» **Goal of the exercise**: Repeat every one of the entries below word for word.

++++ Records to use ++++

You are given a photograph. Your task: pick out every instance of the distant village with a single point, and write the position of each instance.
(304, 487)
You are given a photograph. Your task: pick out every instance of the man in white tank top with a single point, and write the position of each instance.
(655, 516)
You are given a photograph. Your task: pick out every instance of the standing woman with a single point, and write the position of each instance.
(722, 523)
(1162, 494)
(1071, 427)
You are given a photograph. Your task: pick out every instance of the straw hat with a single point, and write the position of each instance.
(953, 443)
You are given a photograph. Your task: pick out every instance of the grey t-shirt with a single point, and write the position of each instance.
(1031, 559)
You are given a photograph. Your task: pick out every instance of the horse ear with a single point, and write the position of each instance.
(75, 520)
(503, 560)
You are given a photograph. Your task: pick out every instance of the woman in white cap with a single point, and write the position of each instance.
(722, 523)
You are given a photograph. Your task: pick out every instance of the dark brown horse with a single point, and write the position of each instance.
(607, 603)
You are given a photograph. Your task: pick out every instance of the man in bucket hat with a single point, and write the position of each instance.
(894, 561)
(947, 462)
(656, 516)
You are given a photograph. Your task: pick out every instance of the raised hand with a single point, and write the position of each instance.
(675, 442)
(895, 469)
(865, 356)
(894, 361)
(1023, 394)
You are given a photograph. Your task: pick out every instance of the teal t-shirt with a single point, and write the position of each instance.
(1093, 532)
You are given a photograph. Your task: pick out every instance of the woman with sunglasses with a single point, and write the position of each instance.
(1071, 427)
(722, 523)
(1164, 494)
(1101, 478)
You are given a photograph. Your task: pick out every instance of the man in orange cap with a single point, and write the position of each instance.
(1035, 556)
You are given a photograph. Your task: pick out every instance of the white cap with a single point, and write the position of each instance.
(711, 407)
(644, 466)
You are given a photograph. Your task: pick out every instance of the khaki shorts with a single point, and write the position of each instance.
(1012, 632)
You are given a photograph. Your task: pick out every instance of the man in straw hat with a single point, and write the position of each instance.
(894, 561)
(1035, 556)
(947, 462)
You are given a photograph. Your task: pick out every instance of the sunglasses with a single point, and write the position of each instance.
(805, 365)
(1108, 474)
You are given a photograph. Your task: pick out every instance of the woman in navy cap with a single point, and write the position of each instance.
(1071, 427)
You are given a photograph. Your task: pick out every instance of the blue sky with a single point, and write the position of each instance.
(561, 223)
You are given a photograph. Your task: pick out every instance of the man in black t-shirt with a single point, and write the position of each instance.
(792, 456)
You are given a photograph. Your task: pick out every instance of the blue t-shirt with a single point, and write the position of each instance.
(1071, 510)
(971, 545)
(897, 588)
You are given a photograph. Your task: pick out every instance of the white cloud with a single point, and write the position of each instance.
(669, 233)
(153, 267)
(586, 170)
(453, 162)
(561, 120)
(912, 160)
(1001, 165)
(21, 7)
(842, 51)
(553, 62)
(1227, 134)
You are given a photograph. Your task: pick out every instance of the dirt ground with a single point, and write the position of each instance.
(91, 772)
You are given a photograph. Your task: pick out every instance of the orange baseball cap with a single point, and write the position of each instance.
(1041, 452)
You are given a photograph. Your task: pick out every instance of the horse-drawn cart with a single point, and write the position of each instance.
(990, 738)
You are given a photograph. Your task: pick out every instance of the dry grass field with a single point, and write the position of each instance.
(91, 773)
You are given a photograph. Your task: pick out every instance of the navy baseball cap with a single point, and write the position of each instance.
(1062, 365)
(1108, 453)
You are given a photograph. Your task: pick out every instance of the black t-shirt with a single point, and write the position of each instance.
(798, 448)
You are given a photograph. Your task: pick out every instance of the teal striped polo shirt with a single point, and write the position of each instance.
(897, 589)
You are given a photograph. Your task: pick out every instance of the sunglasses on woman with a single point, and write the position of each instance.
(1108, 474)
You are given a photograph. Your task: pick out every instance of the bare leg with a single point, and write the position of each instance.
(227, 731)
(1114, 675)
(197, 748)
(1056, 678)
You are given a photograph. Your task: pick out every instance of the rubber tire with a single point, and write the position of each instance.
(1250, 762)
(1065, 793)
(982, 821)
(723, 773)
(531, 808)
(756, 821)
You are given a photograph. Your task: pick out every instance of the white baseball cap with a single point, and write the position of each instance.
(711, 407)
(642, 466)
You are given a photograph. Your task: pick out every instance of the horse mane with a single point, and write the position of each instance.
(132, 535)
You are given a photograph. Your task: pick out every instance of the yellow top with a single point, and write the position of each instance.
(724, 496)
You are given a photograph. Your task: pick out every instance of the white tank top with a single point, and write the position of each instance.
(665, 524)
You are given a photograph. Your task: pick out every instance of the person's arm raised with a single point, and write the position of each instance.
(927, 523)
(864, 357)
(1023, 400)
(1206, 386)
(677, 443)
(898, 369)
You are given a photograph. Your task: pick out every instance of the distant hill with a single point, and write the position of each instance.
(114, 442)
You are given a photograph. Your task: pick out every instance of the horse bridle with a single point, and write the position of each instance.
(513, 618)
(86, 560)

++++

» **Correct response**:
You are given a photograph. Your task: pick out every instance of the distant village with a single point, and write the position of each instance.
(304, 487)
You are given a photograph. Your task: pick out every instance of the man in white tank top with a single point, and write the position of each instance.
(655, 516)
You are given a photograph. Your task: pick out every instance of the standing woman with a single point, and write the position of each instance.
(722, 523)
(1162, 494)
(1071, 427)
You are given a photograph. Your task: pick out every instance of the straw hat with a single point, and write the position of each instance.
(953, 443)
You are given a photograph. Your task: pick out every instance of the grey t-shirt with a single point, and write the position of each instance.
(1031, 559)
You are given a photograph. Your task: pick out every instance of the horse ear with a single point, and write the position of each instance.
(75, 520)
(503, 560)
You are given a photograph. Your task: pick out every instance of the woman in white cap with a single point, and write the position of each instance.
(722, 523)
You are given a photograph. Your task: pick out every instance of the dark brown horse with a single point, and write the position of each instance.
(607, 603)
You are given a photograph. Your task: pick out every instance of the man in bucket hat with a single point, and write the position of each instance.
(894, 561)
(947, 462)
(656, 516)
You are given a photograph. Your task: pick out every instance of the raised hand with a single point, and write the position of each instance.
(675, 442)
(895, 469)
(865, 356)
(894, 361)
(1023, 394)
You are given a photograph. Your task: pick out every instance of the teal t-shirt with a single point, and write the position of each instance.
(1093, 532)
You are given a photograph. Your task: pick out every instance of the woman with sunglasses with a single point, and write the position of each instance.
(1071, 427)
(722, 523)
(1164, 494)
(1101, 478)
You are given a photograph. Your task: pick out every instance of the man in orange cap with a single point, and write the position of each instance.
(1035, 556)
You are given a photograph. Your task: pick out every instance of the white cap with a single point, and write the position of each instance.
(711, 407)
(644, 466)
You are given a photograph. Your task: pick out every instance of the khaki shorts with a single point, and write the position of each instance.
(1012, 632)
You are given a photograph. Your task: pick out every instance of the man in straw hat with a single point, and write the position of each instance.
(894, 561)
(1035, 556)
(947, 462)
You are given a photograph. Your task: pick out every instance of the sunglasses with a single point, and write the position of each instance.
(805, 365)
(1108, 474)
You are given a photograph. Your task: pick out every instance of the woman in navy cap with a single point, and write the position of each instance.
(1071, 427)
You are given a photograph. Your task: pick out every instance of the blue sky with a single point, and write the position of each instance.
(561, 223)
You are given a photograph. Your task: pick out every instance of the man in black t-shirt with a single point, and write the position of each instance.
(792, 456)
You are given a photograph. Your task: pick out every instance of the blue t-shirt with a single point, and write the position of each instance.
(1071, 510)
(971, 545)
(897, 588)
You are given a photograph. Your task: pick out every instance of the white cloud with a single point, and write the position of each instance.
(669, 233)
(153, 267)
(586, 170)
(453, 162)
(561, 120)
(912, 160)
(1001, 165)
(21, 7)
(842, 51)
(553, 62)
(1227, 134)
You are given a photograph. Your task: pick out every instance of the dirt ground with a single point, and write the position of each instance.
(91, 772)
You are given a photograph. Your task: pick out every instance of the orange baseball cap with a single point, and write the position of each instance.
(1041, 452)
You are given a photograph. Your task: pick out every instance of the horse-drawn cart with a single point, and write the position of each instance.
(990, 738)
You are given a photograph. Your task: pick out every instance of the dry grass field with a single point, and write the position of each instance.
(91, 773)
You are given a photograph. Your task: pick out every instance of the navy baseball cap with a single point, and write the position of each instance.
(1062, 365)
(1108, 453)
You are given a photograph. Your task: pick out every instance of the black t-shirt with a single point, and write the position of each instance.
(798, 448)
You are given a photograph. Your task: pick out every instance of the teal striped polo shirt with a single point, and write the position of each instance.
(897, 589)
You are given a photograph. Your task: pick out every instance of the sunglasses on woman with a single point, and write the position of each instance.
(1108, 474)
You are given a photograph. Your task: pick out every instance of the bare leg with a single point, and write the position of each instance.
(227, 731)
(1114, 675)
(197, 748)
(1056, 678)
You are given a photograph. Your task: pick out every instance of the rubber tire with a single point, and write the position of each instance.
(1250, 762)
(1065, 793)
(982, 821)
(723, 773)
(531, 808)
(756, 821)
You are given a photograph. Your task: pick out every instance of the white baseball cap with a single point, and write the position of each instance.
(711, 407)
(642, 466)
You are given a photograph. Your task: pick out every instance of the horse mane with a single point, and write the position of each instance.
(132, 535)
You are given a photograph. Your task: pick out every instance of the yellow top with a single point, and write the position of each instance.
(724, 496)
You are given a photograph. Your task: pick out every instance of the white tank top with a single point, and write the position of each instance.
(665, 524)
You are given a photograph. Your task: pick out every instance of the person's arm raised with a single point, and write the position of each instance.
(927, 523)
(864, 357)
(1023, 400)
(1206, 386)
(677, 443)
(898, 369)
You are given a photograph. Your task: pick out every instance of the distant hill with a single point, and write the position of each instance.
(114, 442)
You are given a photograph. Your task: pick out every instance of the horse bridle with a single point, and write the position of each instance.
(513, 618)
(86, 560)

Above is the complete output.